▶ [Textauszug]
Das Buch Pablo Casals: Licht und Schatten auf einem langen Weg. Erinnerungen aufgezeichnet von Albert E. Kahn fanden wir buchstäblich am Straßenrand; es war dort abgelegt und man konnte es sich mitnehmen.
Es handelt von einem großen Menschen und Künstler, der stets seinen Prinzipien treu geblieben ist. Von sich selbst sagte er: Die einzigen Waffen, die ich hatte, waren mein Cello und mein Taktstock, und während des spanischen Bürgerkriegs habe ich sie, so gut ich konnte, eingesetzt, um die Sache zu unterstützen, an die ich glaube – die Sache der Freiheit und Demokratie.
Casals brachte es mit seinem unnachahmlichen Cellospiel zu Weltruhm. Das von ihm komponierte Stück Gesang der Vögel wurde zum Symbol seiner Friedens- und Freiheitssehnsucht. Bedeutsam war seine durch und durch humanistische Haltung, die er während aller Krisen des 20. Jahrhunderts bewies. Er war stets auf der Seite der Unterdrückten und Verfolgten und hat seine Bekanntheit dazu genutzt, sich für diese einzusetzen. Zeitlebens hat er für die Freiheit seiner katalonischen Heimat gekämpft. Seine ganze Lebensphilosophie fasst das folgende Zitat zusammen:
Manchmal schaue ich mich um und habe das Gefühl einer tiefen Bestürzung. In all der Verwirrung, die in der heutigen Welt ausgebrochen ist, sehe ich mangelnde Ehrfurcht vor den wahren Werten des Lebens. Überall um uns ist Schönheit, aber wie viele sind blind für sie. Sie sehen die Wunder dieser Erde und scheinen nichts zu erblicken. Die Menschen sind in hektischer Bewegung, aber wohin die Reise führt, bedenken sie kaum. Sie suchen Erregung um jeden Preis, als ob sie hoffnungslos verloren wären. Die natürlichen, ruhigen und einfachen Dinge dieses Lebens machen ihnen wenig Freude.

▶ [Zu erledigen]
1. Wo wurde laut dem Textauszug über Pablo Casals das Buch gefunden?
2. Prüfe anhand des Textauszugs über Pablo Casals, ob die folgenden Aussagen zutreffen. Gib jeweils Ja oder Nein an und zitiere die entscheidenden Worte des Textes. (a) Casals hat das Stück „Gesang der Vögel“ selbst komponiert. (b) Casals bezeichnete sein Cello und seinen Taktstock als seine einzigen Waffen. (c) Die Erinnerungen im Buch hat Casals selbst aufgezeichnet.

Auszüge aus einem Datensatz mit Ortsannotationen:
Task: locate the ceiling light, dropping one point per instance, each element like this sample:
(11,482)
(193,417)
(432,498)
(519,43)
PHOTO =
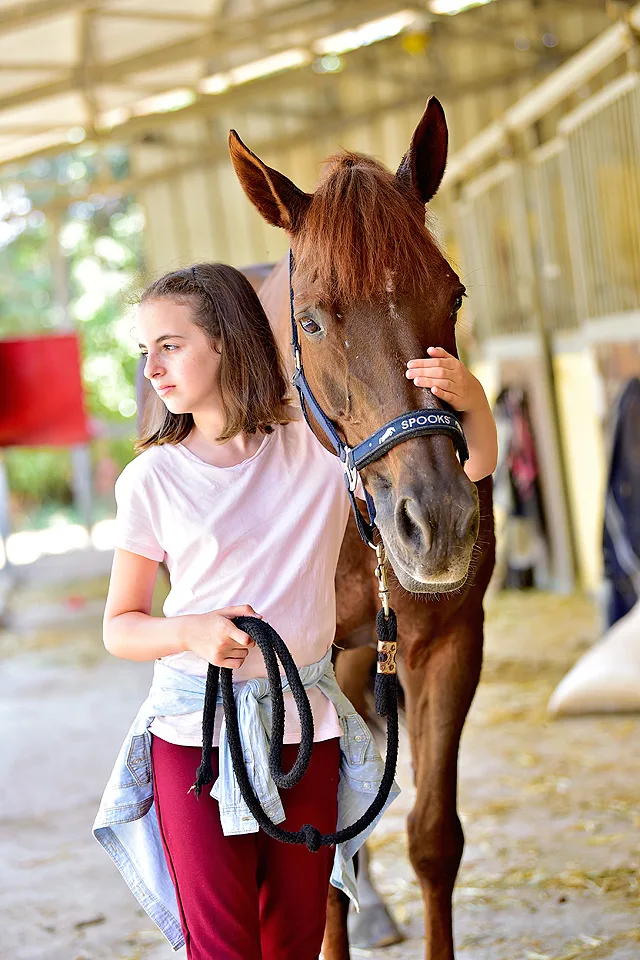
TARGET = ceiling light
(366,33)
(454,6)
(176,99)
(216,83)
(285,60)
(113,118)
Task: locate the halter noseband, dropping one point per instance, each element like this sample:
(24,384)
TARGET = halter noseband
(415,423)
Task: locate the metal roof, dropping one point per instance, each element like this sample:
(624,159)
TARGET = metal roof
(76,69)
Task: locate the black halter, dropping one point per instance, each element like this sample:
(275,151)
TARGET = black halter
(415,423)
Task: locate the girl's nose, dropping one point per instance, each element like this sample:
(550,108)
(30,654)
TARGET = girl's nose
(152,366)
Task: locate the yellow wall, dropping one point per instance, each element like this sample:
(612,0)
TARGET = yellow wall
(583,450)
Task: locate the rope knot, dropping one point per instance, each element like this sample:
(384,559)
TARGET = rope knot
(312,837)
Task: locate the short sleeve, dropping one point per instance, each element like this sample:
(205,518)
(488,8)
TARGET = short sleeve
(134,522)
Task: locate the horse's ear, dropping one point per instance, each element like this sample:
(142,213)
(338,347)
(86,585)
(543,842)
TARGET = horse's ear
(275,197)
(423,164)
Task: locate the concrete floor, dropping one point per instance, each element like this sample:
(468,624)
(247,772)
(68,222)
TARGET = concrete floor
(550,809)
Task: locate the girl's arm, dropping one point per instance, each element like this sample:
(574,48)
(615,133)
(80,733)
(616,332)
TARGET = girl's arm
(449,380)
(129,630)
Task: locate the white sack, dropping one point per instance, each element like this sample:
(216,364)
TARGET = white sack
(607,678)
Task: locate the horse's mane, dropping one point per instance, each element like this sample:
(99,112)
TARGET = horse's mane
(363,232)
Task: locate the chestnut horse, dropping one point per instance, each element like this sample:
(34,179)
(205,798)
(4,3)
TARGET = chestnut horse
(372,290)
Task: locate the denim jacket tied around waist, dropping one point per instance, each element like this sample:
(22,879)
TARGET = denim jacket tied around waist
(126,824)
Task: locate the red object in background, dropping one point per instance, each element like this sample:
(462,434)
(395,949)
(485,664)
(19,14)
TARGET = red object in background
(41,398)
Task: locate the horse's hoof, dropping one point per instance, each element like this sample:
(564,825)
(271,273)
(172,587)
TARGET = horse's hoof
(372,928)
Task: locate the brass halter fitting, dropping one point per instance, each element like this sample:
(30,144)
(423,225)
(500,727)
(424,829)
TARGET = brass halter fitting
(381,574)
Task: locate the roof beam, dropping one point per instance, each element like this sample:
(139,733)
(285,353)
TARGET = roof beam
(207,44)
(21,14)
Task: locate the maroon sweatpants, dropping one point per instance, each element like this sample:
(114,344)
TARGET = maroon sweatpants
(246,897)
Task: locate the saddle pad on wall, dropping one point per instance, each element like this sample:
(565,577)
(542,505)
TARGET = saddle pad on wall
(41,399)
(606,679)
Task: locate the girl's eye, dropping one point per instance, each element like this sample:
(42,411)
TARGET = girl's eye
(310,326)
(457,306)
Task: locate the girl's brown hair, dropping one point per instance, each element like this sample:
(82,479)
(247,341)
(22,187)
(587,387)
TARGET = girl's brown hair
(252,380)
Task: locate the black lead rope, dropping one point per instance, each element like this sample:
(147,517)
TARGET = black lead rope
(273,648)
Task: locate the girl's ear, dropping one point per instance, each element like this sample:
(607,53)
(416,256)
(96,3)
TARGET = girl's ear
(423,164)
(275,197)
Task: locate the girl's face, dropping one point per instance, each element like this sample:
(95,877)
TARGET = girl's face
(181,362)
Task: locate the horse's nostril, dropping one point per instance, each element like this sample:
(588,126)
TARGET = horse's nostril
(412,525)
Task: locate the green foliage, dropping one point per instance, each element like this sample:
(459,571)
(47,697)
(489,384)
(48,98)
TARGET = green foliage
(84,285)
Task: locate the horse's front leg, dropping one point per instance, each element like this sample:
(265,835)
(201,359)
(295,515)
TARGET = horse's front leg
(438,696)
(335,945)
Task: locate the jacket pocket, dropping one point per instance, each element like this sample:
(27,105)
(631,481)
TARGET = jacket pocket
(357,738)
(139,760)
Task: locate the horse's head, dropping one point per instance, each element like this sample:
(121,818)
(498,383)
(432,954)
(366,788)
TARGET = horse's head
(372,290)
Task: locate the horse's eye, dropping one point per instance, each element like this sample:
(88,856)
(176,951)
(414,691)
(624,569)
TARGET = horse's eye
(310,326)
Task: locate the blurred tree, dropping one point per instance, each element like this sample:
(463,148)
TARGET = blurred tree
(94,269)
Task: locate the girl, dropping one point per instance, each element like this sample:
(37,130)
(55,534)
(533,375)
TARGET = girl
(235,494)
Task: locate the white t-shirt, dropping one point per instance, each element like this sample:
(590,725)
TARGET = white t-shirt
(266,532)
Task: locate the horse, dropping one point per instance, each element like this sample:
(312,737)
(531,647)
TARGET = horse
(371,290)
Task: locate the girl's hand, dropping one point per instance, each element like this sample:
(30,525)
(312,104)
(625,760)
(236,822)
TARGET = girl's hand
(447,378)
(213,637)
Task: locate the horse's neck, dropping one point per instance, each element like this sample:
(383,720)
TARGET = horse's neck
(274,296)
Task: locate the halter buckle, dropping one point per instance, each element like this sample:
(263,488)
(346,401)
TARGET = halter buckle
(381,575)
(350,471)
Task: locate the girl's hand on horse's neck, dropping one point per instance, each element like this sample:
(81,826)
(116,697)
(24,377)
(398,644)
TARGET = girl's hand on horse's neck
(449,380)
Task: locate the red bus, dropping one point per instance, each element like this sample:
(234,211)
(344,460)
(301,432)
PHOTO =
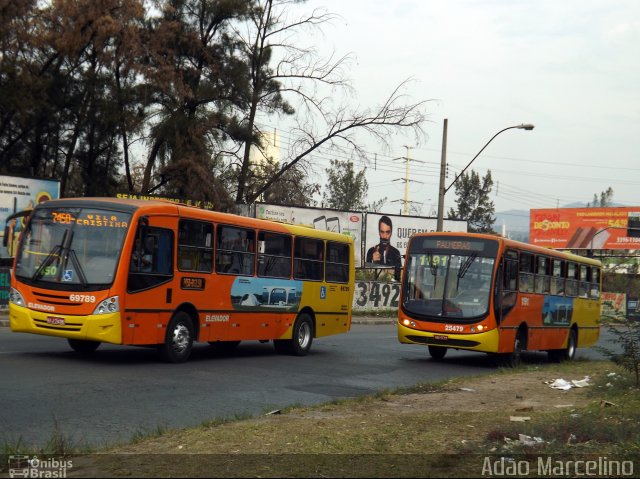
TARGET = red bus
(135,272)
(486,293)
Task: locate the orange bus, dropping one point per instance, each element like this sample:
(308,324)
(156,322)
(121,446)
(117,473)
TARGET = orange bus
(137,272)
(487,293)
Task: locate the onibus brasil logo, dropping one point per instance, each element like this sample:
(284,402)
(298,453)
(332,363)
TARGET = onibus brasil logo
(24,466)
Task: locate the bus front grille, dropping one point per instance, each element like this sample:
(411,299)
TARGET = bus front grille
(462,343)
(43,324)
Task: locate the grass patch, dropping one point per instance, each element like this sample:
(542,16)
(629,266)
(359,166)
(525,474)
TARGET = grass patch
(440,429)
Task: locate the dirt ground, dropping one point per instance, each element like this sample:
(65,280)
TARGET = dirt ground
(435,422)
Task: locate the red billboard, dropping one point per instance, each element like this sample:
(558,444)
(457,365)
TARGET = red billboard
(586,228)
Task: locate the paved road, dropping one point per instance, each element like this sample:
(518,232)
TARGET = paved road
(121,391)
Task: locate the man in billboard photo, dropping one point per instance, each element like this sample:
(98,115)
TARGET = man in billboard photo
(383,253)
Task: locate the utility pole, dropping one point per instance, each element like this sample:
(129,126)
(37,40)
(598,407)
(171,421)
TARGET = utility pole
(406,180)
(443,165)
(443,169)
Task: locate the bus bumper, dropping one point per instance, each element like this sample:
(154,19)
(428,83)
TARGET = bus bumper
(487,342)
(102,327)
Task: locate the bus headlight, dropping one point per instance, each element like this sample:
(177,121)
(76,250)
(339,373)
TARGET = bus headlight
(108,306)
(15,297)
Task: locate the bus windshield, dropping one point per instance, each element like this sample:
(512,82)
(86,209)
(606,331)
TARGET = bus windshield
(72,247)
(448,284)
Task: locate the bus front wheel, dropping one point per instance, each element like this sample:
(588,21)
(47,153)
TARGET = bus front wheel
(178,340)
(83,347)
(437,352)
(567,354)
(301,340)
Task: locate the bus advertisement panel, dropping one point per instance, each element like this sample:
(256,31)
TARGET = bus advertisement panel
(387,236)
(138,272)
(586,228)
(344,222)
(490,294)
(19,194)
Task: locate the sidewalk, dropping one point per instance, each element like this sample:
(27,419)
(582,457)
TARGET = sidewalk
(4,319)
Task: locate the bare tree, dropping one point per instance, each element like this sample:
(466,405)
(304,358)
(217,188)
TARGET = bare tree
(341,126)
(300,74)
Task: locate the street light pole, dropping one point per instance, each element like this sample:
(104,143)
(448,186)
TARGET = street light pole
(443,190)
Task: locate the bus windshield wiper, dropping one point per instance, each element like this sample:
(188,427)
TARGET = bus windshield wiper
(56,250)
(78,267)
(466,265)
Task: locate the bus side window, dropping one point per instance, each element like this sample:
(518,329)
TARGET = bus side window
(557,282)
(543,280)
(308,257)
(235,252)
(157,248)
(527,284)
(510,285)
(594,290)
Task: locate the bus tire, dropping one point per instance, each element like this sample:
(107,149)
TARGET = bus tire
(302,337)
(83,347)
(513,359)
(567,354)
(178,339)
(437,352)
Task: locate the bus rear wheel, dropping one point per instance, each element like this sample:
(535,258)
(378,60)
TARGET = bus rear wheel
(302,337)
(437,352)
(567,354)
(514,359)
(82,346)
(178,340)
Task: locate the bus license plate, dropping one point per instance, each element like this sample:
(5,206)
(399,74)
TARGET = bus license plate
(55,320)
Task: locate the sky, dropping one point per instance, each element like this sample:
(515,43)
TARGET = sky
(570,67)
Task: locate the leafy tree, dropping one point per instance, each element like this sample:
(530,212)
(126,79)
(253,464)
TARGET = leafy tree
(473,203)
(603,201)
(345,189)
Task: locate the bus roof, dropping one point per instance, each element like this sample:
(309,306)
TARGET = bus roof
(520,245)
(142,207)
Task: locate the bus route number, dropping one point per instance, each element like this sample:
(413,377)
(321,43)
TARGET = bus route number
(82,298)
(378,294)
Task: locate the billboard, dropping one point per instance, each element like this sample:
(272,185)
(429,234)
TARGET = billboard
(586,228)
(387,236)
(346,222)
(17,194)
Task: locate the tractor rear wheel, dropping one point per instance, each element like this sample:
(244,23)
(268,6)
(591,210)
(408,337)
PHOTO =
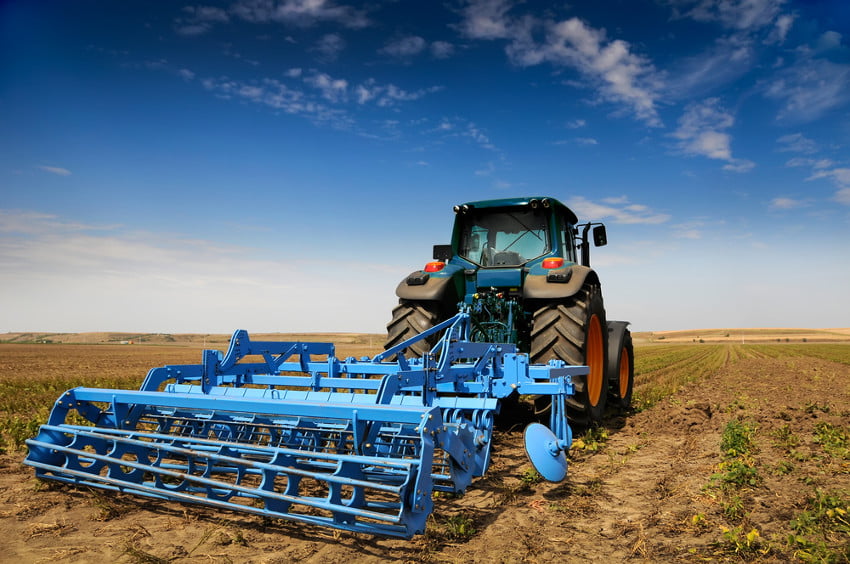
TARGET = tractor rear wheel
(409,319)
(574,330)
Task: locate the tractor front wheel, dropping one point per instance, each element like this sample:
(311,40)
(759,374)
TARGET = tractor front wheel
(621,365)
(409,319)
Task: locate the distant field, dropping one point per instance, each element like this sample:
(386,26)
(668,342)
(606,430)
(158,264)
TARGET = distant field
(368,341)
(745,336)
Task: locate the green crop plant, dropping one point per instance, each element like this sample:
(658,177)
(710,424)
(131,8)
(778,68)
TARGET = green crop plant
(834,440)
(737,438)
(821,532)
(459,527)
(744,543)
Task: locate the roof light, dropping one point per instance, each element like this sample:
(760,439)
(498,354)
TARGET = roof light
(553,262)
(435,266)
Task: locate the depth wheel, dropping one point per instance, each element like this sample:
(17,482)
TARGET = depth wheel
(575,331)
(409,319)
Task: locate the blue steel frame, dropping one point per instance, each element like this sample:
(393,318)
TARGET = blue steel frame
(353,444)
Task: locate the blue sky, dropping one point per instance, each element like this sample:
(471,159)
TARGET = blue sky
(279,165)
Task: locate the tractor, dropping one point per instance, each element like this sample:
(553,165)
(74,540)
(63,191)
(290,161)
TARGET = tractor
(521,267)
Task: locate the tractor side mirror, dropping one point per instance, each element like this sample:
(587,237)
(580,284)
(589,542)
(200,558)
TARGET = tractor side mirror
(442,252)
(600,237)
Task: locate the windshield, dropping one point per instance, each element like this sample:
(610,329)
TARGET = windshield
(503,238)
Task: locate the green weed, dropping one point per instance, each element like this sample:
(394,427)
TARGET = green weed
(822,530)
(529,477)
(745,544)
(737,438)
(834,440)
(459,527)
(593,440)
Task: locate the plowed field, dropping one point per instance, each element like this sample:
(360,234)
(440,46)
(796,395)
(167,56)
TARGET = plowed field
(734,452)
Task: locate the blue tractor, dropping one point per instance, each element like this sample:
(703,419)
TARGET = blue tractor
(521,267)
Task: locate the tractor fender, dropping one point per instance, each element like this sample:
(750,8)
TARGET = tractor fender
(420,286)
(557,284)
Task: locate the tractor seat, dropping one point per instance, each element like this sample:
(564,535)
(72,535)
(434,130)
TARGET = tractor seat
(507,258)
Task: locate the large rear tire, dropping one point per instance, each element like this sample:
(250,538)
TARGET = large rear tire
(574,330)
(409,319)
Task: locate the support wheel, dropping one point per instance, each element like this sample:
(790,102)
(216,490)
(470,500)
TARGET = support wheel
(574,330)
(409,319)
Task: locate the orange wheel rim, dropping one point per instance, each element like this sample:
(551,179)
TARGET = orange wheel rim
(625,370)
(595,361)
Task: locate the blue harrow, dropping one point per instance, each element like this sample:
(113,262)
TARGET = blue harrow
(286,430)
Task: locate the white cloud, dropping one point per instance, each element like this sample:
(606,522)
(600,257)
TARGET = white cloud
(386,95)
(56,170)
(620,75)
(724,61)
(840,176)
(60,276)
(404,47)
(329,46)
(442,49)
(783,203)
(619,210)
(701,132)
(733,14)
(781,28)
(809,89)
(466,129)
(487,19)
(185,74)
(303,13)
(200,19)
(797,143)
(333,89)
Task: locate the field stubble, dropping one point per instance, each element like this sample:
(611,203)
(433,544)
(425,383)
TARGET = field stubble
(734,452)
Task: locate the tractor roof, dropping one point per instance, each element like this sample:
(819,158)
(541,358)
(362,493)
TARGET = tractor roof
(524,201)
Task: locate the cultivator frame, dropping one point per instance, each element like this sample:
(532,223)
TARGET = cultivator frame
(287,430)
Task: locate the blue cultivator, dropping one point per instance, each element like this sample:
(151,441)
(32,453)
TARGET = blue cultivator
(286,430)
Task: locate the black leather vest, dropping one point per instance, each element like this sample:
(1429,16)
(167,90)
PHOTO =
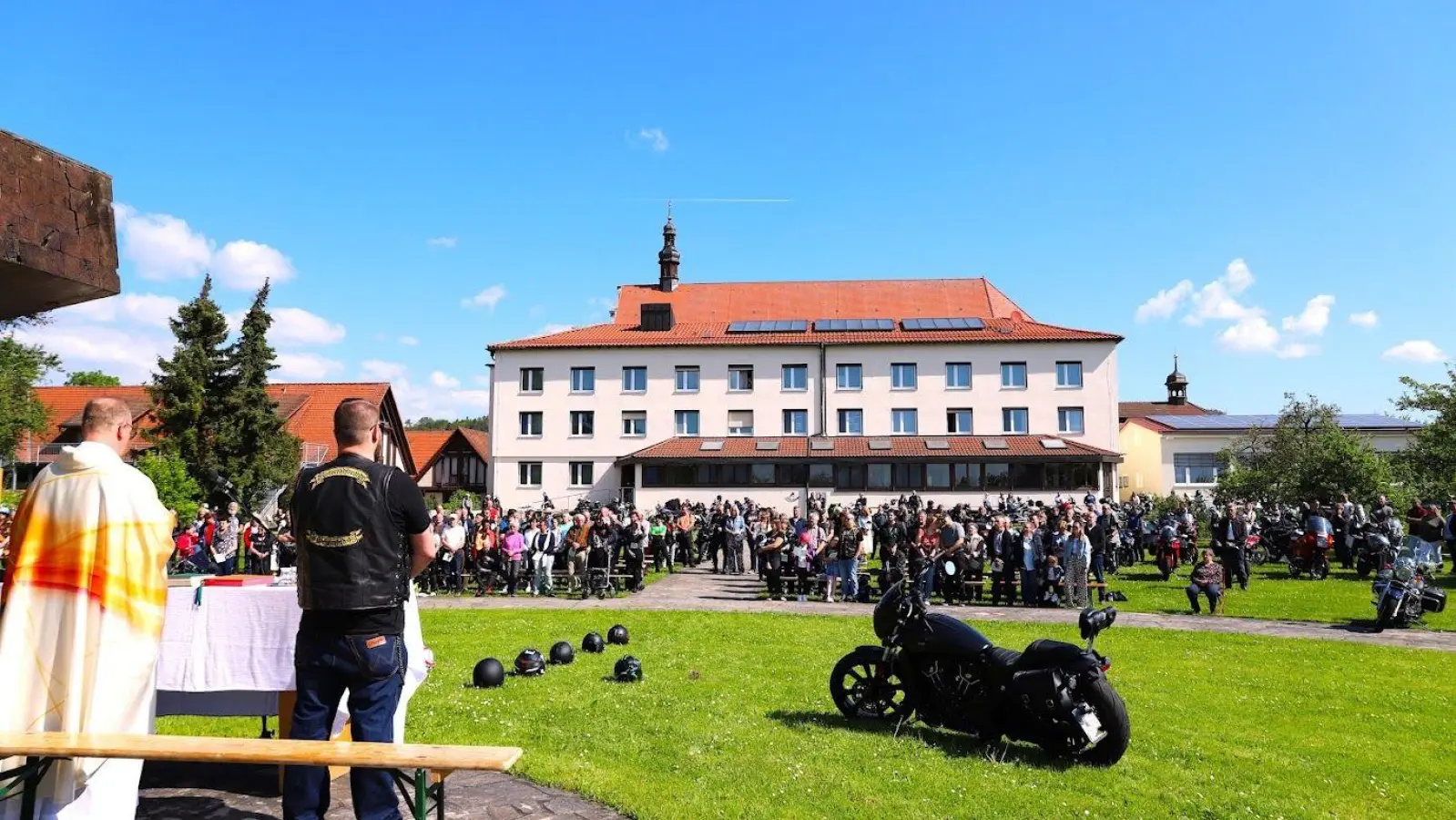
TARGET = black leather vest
(350,552)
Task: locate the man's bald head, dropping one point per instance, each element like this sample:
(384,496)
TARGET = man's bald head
(354,421)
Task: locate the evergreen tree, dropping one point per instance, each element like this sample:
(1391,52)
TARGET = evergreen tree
(255,450)
(191,389)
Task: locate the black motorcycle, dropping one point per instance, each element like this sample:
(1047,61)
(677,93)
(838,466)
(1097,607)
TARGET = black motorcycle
(943,671)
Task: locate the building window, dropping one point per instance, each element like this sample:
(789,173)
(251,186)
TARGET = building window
(687,379)
(1196,467)
(634,424)
(1015,421)
(740,377)
(795,423)
(958,421)
(1069,374)
(1013,374)
(634,379)
(583,379)
(740,423)
(1069,420)
(532,424)
(957,374)
(795,376)
(685,423)
(583,423)
(904,421)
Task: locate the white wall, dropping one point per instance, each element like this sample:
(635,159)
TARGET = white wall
(877,399)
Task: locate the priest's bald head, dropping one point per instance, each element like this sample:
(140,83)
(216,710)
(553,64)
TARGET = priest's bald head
(108,421)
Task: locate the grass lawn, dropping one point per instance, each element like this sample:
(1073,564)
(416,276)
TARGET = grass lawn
(733,720)
(1339,599)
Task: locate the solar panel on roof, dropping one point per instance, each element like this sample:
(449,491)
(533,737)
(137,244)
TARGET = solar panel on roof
(769,326)
(850,325)
(947,323)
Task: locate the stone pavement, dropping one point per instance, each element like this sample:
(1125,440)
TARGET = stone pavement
(705,591)
(201,791)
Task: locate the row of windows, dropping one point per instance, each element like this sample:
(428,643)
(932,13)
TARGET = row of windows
(904,376)
(958,477)
(958,421)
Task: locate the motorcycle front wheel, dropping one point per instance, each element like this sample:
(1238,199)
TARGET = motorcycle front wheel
(864,686)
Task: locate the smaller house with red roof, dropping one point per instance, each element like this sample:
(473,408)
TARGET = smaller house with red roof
(779,389)
(450,460)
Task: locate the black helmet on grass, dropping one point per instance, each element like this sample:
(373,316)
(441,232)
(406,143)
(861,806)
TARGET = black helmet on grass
(561,652)
(529,663)
(488,673)
(627,671)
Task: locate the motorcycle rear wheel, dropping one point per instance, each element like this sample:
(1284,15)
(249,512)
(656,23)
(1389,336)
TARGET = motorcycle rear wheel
(864,689)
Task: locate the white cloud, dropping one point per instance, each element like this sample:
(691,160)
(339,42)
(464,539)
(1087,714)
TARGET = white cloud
(654,138)
(1165,302)
(247,265)
(1315,318)
(304,367)
(162,246)
(133,308)
(1417,350)
(488,297)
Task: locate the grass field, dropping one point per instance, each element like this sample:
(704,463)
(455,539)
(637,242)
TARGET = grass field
(733,720)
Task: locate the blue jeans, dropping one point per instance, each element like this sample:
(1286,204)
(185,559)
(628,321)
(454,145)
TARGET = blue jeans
(850,577)
(374,676)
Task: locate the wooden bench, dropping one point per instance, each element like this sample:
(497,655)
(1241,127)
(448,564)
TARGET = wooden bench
(423,791)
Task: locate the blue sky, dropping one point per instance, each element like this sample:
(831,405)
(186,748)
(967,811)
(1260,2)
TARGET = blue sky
(1295,165)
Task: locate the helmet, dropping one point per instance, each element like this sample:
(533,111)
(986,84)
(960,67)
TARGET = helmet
(627,671)
(563,652)
(490,673)
(529,663)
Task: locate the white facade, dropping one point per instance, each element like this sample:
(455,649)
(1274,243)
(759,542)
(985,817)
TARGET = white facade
(563,453)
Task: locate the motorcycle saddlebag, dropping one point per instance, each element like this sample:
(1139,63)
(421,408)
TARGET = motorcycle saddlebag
(1042,692)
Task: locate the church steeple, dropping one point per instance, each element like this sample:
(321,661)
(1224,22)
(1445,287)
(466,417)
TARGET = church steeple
(667,258)
(1176,386)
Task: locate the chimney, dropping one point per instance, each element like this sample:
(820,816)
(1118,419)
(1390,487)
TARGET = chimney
(668,257)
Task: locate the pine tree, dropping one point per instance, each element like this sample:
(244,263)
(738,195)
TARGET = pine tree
(255,449)
(191,389)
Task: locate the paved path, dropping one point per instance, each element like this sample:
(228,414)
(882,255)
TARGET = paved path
(705,591)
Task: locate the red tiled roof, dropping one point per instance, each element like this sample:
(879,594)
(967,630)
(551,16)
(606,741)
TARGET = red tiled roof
(712,333)
(858,447)
(836,299)
(1144,410)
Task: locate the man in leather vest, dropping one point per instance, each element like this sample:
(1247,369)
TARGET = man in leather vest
(362,532)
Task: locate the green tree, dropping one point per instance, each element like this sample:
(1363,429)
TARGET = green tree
(21,410)
(254,449)
(1303,456)
(177,489)
(92,379)
(191,389)
(1429,465)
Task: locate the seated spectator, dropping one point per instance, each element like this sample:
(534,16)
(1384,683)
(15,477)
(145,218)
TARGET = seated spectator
(1206,579)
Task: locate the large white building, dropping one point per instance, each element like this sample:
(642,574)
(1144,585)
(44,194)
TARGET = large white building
(881,388)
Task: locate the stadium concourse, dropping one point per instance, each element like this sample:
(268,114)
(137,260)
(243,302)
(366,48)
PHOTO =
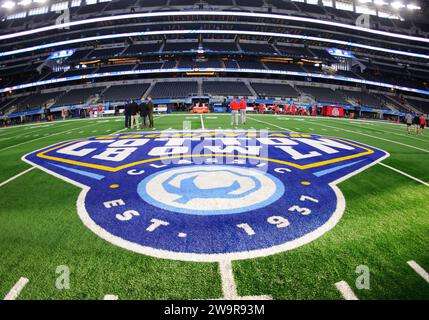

▶ [Endgültige Antworten]
1. Buchstäblich am Straßenrand.

2.
(a) Ja: „Das von ihm komponierte Stück Gesang der Vögel“
(b) Ja: „Die einzigen Waffen, die ich hatte, waren mein Cello und mein Taktstock“
(c) Nein: „Erinnerungen aufgezeichnet von Albert E. Kahn“